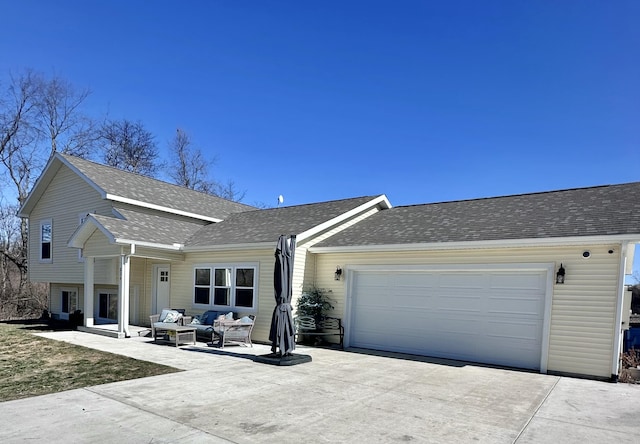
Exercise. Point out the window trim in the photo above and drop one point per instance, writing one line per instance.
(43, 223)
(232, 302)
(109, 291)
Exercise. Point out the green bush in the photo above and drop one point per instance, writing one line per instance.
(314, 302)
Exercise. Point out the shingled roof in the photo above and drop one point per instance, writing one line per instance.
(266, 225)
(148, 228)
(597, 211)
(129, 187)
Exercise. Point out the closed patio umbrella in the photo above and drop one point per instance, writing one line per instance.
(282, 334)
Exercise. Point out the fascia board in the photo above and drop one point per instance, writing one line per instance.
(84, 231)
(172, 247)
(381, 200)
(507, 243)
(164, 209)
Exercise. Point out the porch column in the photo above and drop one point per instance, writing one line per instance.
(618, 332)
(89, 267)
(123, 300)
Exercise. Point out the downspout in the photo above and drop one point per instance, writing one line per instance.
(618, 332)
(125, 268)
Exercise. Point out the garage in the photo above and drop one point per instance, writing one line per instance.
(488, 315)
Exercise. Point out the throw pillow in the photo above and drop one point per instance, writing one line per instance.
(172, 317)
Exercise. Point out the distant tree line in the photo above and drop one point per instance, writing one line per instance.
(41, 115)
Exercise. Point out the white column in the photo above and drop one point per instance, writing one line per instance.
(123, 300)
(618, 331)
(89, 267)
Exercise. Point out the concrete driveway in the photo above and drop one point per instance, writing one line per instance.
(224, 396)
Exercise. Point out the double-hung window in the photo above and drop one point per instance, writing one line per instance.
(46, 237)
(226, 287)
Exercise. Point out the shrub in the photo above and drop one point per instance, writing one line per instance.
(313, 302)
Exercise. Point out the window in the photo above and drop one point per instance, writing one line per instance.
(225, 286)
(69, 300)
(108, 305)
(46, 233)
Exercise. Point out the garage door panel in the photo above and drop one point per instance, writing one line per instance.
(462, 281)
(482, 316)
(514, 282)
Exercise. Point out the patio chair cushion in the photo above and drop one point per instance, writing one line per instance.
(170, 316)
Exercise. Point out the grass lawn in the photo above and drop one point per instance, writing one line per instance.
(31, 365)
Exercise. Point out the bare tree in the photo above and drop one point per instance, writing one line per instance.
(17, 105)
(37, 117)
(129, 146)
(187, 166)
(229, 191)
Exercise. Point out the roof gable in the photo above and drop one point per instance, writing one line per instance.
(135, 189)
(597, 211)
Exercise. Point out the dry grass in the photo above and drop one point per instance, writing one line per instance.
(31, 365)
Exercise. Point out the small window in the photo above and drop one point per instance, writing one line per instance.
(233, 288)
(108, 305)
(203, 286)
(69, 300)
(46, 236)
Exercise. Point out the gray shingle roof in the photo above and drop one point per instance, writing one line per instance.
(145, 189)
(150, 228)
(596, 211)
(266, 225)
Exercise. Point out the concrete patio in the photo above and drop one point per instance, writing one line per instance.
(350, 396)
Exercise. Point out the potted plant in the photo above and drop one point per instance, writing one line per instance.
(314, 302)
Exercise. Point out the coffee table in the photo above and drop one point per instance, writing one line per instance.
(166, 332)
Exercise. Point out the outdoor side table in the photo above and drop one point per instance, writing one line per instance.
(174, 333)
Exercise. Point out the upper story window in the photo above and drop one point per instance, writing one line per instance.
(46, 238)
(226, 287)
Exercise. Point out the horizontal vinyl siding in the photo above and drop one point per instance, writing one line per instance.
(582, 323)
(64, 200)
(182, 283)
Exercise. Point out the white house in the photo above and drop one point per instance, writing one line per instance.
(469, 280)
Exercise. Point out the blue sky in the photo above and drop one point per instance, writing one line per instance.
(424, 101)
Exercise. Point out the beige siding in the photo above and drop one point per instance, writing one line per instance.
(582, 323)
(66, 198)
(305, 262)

▬▬▬▬▬▬▬▬▬▬

__Description of the task__. Print the listing word for word, but omit the pictures.

__Task result__.
Exercise. Point out the window trim in the photo above and drop one point per instance, writing one line per instance.
(43, 223)
(232, 302)
(109, 291)
Exercise. Point out the green bush in the photo above and drop one point per instance, writing one line per instance.
(314, 302)
Exercise. Point out the shingled roof in the photo above and drop one point per instance, writing one line per instance.
(266, 225)
(148, 228)
(597, 211)
(129, 187)
Exercise. Point out the closed patio umbrella in the photo above and drop one point per instance, writing one line per instance.
(282, 334)
Exercise. Point out the fascia board in the photo above and drop one point per instance, writing one line per instance.
(84, 231)
(172, 247)
(381, 200)
(507, 243)
(164, 209)
Exercise. Point out the porch column in the photo above and drop one point per instance, writing one line per instance.
(618, 332)
(89, 267)
(123, 300)
Exercise. Point out the downspout in the photo above and drop one point per instance, writing one line per instance.
(618, 332)
(125, 268)
Exercise. Point out the garage in the photo above and drop one point per instance, writing one line per instance.
(488, 315)
Exercise. Point out the throw pillow in the photo above and drop one point per instance, writing one line per instance.
(172, 317)
Exercise. Point out the distant tree line in the photo above and drop one point per instance, writing one line per instance.
(41, 115)
Exercise. Point out the white column in the photo above and drop one point per instance, writing one line per instance.
(123, 300)
(618, 331)
(89, 267)
Exercise. Point out the concrete driveway in the photo above and drop one point per instance, writing one line per instance.
(224, 396)
Exercise. Point out the double-hung window in the photo above and drop one point per instance, writing one line per instance.
(46, 237)
(226, 287)
Exercise. Point out the shrub in the photo above and drop one point per instance, writing one line per instance.
(313, 302)
Exercise. Point out the window in the photo above and drop one point per instance, writing one line per instance.
(225, 286)
(69, 300)
(108, 305)
(46, 233)
Exercise. Point out the garage door panel in the photo above and drop one point per instance, writing one line per instance.
(462, 281)
(482, 316)
(514, 282)
Exercise. Point out the patio chair cushion in the photo above and drop one point per instance, writing one line per instance.
(170, 316)
Exercise. Point out the grass lawn in the photo above and drop one point per instance, writing one line per instance.
(31, 365)
Exercise. Point out the bare tree in the photo above and drop one point per instance, writing one line per instance.
(17, 105)
(37, 117)
(129, 146)
(187, 166)
(229, 191)
Exercise. Point out the roof gable in the photo above and drop one point per instance, writing one line per instance.
(135, 189)
(597, 211)
Exercise. Point out the dry grass in the photo above and drop one point per instance, writing one line per instance.
(31, 365)
Exercise. Point out the small window in the photo above and drop one point per instance, writing one line per instance.
(233, 288)
(108, 305)
(203, 286)
(69, 300)
(46, 236)
Exercise. Point out the gray shingle roof in the photo above and drop one point per instance, writing one line per instance.
(145, 189)
(150, 228)
(596, 211)
(266, 225)
Exercise. Point out the concrete patio in the photo above and drop one point per instance, writing one line per instance.
(350, 396)
Exercise. Point out the potted plant in the photo above and drop one point per instance, writing one line per instance.
(314, 302)
Exercise. Point out the coffee table in the photo above and drop one point per instance, writing one line per instance.
(166, 332)
Exercise. Point out the outdoor side table in the photo above and drop one point per instance, writing one line per instance.
(174, 333)
Exercise. Point out the upper story window in the photo above and drop one point per instance, writing one line per instance.
(46, 238)
(226, 287)
Exercise. Point out the horizontal vinyl siding in the photo above and drop one point per instance, writing one line per instance.
(582, 323)
(64, 200)
(182, 283)
Exercise. Point out the white house in the photo above and drop one point per instance, writing one line per instance.
(469, 280)
Exercise. Point out the blue sky in the photo above and drop one point per instance, writing one line per instance.
(424, 101)
Exercise. Point out the beige siding in the photo above and drop one point per instance, writing one line per instance.
(582, 323)
(66, 198)
(305, 262)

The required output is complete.